Wir stehen hinter den durch die Europäische Union und ihren Partner beschlossenen Sanktionen gegen den russischen Finanz-, Wirtschafts-, Energie- und Verkehrssektor, sowie zusätzliche Listungen russischer Personen, Ausfuhrkontrollen und Ausfuhrfinanzierung. Zudem unterstützen wir das gemeinsame europäische Vorgehen für erschwinglichere, sicherere und nachhaltigere Energie „REPowerEU“ und die damit vorgesehen Maßnahmen zur Erhöhung der Widerstandsfähigkeit des EU-weiten Energiesystems.

*GESPEICHERTE EINTRÄGE:*

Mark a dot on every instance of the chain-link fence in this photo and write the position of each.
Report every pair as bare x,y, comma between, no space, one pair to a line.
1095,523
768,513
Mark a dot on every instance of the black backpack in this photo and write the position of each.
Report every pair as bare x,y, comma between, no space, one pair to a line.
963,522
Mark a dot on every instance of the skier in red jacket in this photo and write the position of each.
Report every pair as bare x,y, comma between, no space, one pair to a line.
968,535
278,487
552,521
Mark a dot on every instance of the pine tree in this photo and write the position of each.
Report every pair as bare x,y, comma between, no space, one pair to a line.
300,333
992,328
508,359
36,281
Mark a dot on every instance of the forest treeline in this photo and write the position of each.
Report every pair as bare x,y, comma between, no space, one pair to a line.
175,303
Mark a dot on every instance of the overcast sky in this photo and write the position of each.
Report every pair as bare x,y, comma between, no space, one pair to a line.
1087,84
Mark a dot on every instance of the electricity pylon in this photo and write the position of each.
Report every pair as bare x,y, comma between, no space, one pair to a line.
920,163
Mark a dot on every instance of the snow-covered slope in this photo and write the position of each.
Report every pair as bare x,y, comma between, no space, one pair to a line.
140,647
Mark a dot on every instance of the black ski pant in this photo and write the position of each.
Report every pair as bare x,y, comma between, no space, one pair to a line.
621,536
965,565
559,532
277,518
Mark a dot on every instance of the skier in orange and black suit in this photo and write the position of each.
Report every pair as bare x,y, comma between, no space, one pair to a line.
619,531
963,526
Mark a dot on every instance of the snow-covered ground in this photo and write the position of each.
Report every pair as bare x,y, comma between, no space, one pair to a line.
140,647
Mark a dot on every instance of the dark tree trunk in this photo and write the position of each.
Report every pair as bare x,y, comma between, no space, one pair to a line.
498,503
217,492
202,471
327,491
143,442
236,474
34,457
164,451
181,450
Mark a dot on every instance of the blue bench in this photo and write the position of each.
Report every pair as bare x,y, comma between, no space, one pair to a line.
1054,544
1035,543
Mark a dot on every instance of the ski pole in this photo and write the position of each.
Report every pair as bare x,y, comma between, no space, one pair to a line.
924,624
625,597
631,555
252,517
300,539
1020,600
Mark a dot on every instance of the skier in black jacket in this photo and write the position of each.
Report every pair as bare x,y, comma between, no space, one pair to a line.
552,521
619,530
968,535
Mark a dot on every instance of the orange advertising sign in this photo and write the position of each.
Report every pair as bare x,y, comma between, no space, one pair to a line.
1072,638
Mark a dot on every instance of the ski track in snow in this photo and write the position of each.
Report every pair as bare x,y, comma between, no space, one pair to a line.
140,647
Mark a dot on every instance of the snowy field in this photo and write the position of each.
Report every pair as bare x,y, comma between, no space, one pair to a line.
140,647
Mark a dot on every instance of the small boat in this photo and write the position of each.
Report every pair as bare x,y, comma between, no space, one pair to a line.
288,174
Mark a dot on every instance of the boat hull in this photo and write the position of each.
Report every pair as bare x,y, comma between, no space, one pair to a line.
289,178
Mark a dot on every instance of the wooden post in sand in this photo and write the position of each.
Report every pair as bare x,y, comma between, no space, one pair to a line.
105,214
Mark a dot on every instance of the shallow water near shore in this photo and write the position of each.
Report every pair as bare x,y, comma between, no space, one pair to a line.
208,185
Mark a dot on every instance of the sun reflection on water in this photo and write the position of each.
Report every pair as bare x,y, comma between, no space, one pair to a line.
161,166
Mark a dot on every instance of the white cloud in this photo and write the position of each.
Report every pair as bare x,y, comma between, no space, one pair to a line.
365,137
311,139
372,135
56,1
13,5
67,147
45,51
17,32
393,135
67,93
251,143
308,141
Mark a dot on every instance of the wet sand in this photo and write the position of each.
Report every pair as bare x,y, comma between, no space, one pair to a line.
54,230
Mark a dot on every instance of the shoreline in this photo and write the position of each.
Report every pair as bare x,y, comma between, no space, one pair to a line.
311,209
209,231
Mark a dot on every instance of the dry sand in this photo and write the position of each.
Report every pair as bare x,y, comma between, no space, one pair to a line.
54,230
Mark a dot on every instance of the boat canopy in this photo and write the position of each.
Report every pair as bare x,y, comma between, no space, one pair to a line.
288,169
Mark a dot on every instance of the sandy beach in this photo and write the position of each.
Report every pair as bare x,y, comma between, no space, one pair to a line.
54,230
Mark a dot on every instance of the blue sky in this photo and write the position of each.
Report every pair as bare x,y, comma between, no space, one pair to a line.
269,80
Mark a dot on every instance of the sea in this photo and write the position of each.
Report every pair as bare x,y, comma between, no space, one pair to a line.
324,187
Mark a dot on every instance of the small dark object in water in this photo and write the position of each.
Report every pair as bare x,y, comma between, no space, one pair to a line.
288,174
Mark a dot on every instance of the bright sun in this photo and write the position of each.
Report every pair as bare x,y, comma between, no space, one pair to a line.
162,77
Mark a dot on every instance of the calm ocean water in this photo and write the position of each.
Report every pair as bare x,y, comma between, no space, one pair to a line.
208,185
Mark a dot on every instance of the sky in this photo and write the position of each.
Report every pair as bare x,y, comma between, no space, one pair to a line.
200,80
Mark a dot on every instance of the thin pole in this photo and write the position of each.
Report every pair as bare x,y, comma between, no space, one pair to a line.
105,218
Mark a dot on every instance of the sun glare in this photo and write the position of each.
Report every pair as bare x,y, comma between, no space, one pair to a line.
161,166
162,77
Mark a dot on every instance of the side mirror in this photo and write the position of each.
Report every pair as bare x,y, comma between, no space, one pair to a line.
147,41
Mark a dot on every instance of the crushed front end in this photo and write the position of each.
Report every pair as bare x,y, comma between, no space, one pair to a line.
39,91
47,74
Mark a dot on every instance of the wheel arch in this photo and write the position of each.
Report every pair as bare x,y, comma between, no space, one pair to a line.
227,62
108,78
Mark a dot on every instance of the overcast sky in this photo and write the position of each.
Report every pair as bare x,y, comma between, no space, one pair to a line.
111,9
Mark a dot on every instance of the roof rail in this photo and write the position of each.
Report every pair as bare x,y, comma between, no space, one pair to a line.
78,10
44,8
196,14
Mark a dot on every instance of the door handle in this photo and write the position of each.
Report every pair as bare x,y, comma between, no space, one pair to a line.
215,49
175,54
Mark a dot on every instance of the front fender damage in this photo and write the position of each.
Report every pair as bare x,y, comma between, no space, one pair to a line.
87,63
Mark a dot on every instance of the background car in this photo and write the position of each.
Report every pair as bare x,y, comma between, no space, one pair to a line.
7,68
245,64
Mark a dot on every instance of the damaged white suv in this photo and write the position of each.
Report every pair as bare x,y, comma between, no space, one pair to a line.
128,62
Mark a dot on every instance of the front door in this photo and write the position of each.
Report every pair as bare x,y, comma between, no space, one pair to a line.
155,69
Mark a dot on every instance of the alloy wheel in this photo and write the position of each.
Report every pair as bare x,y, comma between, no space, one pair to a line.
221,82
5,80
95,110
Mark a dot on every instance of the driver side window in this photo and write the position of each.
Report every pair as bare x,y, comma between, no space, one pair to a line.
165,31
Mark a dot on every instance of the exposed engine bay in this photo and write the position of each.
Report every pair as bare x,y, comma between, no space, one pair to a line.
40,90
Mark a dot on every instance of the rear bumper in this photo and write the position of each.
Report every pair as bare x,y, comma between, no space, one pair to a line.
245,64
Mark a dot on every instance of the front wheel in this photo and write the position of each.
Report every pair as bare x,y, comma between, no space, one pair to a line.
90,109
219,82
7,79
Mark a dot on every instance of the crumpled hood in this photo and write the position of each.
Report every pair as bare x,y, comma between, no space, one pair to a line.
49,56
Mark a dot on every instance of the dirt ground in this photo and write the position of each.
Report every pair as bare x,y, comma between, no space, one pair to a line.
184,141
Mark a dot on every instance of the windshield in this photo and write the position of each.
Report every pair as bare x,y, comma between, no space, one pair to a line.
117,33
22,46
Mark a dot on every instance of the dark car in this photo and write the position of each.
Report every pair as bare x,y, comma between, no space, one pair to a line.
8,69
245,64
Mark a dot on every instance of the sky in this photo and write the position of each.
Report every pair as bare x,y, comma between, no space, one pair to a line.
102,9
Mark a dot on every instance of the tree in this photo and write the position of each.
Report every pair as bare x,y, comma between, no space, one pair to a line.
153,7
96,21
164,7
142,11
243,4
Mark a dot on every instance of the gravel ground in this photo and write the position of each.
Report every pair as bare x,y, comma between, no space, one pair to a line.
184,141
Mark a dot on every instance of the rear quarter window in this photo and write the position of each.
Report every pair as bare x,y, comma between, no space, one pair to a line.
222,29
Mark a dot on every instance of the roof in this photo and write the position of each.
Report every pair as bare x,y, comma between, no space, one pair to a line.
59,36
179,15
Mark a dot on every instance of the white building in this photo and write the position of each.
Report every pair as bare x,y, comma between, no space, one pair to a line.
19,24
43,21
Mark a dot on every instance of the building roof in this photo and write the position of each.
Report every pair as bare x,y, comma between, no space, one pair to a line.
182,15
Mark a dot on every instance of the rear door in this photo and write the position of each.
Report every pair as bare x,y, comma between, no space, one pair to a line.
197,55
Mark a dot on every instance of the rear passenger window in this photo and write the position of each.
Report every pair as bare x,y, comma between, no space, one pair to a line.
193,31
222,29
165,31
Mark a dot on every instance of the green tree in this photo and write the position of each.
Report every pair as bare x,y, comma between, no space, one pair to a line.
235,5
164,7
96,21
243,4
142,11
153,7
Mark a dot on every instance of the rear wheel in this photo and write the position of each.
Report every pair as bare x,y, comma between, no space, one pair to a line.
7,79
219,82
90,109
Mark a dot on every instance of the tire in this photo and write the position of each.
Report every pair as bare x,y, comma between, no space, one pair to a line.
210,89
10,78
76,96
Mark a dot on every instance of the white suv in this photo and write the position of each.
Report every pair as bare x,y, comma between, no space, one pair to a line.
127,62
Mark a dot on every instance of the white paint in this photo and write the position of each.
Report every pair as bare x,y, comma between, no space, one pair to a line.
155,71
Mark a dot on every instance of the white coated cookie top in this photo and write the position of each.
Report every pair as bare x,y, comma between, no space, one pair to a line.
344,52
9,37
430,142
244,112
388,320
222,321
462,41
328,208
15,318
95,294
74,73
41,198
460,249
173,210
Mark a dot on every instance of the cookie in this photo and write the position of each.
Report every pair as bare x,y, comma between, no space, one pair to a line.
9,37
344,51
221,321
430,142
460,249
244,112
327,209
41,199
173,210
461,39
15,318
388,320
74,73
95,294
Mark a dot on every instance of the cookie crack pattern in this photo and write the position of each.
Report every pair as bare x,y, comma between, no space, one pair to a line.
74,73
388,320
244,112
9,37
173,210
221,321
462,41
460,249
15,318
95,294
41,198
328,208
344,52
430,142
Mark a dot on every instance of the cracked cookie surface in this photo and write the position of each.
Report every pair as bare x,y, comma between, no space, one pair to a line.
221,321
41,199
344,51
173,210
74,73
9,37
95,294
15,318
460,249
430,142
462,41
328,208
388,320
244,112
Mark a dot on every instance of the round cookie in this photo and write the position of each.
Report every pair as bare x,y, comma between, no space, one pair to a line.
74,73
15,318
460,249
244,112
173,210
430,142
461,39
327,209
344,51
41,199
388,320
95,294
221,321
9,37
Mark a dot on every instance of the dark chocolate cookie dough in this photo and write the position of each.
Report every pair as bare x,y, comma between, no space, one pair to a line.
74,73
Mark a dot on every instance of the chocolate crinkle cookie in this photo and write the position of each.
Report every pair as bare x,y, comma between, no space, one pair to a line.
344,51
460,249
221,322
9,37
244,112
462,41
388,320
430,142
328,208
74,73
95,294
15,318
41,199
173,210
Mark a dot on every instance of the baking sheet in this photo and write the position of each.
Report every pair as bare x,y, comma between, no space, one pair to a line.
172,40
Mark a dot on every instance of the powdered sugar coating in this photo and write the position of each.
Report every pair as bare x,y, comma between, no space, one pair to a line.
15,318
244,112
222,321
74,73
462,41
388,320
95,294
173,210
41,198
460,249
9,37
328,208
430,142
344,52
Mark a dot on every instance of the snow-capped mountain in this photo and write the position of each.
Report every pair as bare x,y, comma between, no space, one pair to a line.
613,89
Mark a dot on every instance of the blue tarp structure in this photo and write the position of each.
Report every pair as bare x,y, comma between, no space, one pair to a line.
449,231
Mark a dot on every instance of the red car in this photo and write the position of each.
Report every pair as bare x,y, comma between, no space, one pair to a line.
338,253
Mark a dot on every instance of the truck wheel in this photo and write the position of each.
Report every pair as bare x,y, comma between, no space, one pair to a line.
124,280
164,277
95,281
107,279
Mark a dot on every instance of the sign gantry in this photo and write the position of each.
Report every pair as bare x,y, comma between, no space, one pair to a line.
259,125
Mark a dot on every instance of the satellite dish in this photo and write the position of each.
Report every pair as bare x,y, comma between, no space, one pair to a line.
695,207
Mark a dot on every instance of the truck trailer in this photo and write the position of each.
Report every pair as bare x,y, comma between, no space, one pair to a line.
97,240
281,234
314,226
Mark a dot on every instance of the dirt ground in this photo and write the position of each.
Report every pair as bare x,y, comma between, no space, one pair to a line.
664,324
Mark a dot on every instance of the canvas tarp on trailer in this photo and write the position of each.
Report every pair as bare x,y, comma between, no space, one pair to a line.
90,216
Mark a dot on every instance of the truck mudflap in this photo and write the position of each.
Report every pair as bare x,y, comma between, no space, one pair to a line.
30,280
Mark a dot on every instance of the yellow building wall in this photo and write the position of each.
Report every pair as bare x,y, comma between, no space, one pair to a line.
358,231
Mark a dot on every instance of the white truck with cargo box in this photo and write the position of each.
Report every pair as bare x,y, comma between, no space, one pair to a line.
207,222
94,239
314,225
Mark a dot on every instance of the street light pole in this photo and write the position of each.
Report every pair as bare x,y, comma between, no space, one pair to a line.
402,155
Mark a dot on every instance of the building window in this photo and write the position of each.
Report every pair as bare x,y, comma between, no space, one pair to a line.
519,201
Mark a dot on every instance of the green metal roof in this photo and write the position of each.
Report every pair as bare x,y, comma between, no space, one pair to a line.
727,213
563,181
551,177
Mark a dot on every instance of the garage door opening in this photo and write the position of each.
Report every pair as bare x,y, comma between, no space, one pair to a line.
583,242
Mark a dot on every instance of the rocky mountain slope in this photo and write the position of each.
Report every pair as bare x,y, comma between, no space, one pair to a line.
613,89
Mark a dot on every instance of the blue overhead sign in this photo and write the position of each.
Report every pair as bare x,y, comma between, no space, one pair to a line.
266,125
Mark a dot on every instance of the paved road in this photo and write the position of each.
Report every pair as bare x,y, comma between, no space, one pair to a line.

*KURZE AUFGABE 1:*
Wie heißt laut Leseauszug das gemeinsame europäische Vorgehen für erschwinglichere, sicherere und nachhaltigere Energie?
*KURZE AUFGABE 2:*
Stimmen diese Aussagen mit dem Leseauszug überein? Beantworte jede mit Ja oder Nein und zitiere wörtlich die entscheidenden Worte. (a) Die Sanktionen richten sich auch gegen den russischen Verkehrssektor. (b) Die Sanktionen werden abgelehnt. (c) Die Maßnahmen im Rahmen von REPowerEU sollen die Widerstandsfähigkeit des EU-weiten Energiesystems erhöhen.

*LÖSUNG 1:*
REPowerEU

*LÖSUNG 2:*
(a) Ja: „gegen den russischen Finanz-, Wirtschafts-, Energie- und Verkehrssektor“
(b) Nein: „Wir stehen hinter den durch die Europäische Union und ihren Partner beschlossenen Sanktionen“
(c) Ja: „Maßnahmen zur Erhöhung der Widerstandsfähigkeit des EU-weiten Energiesystems“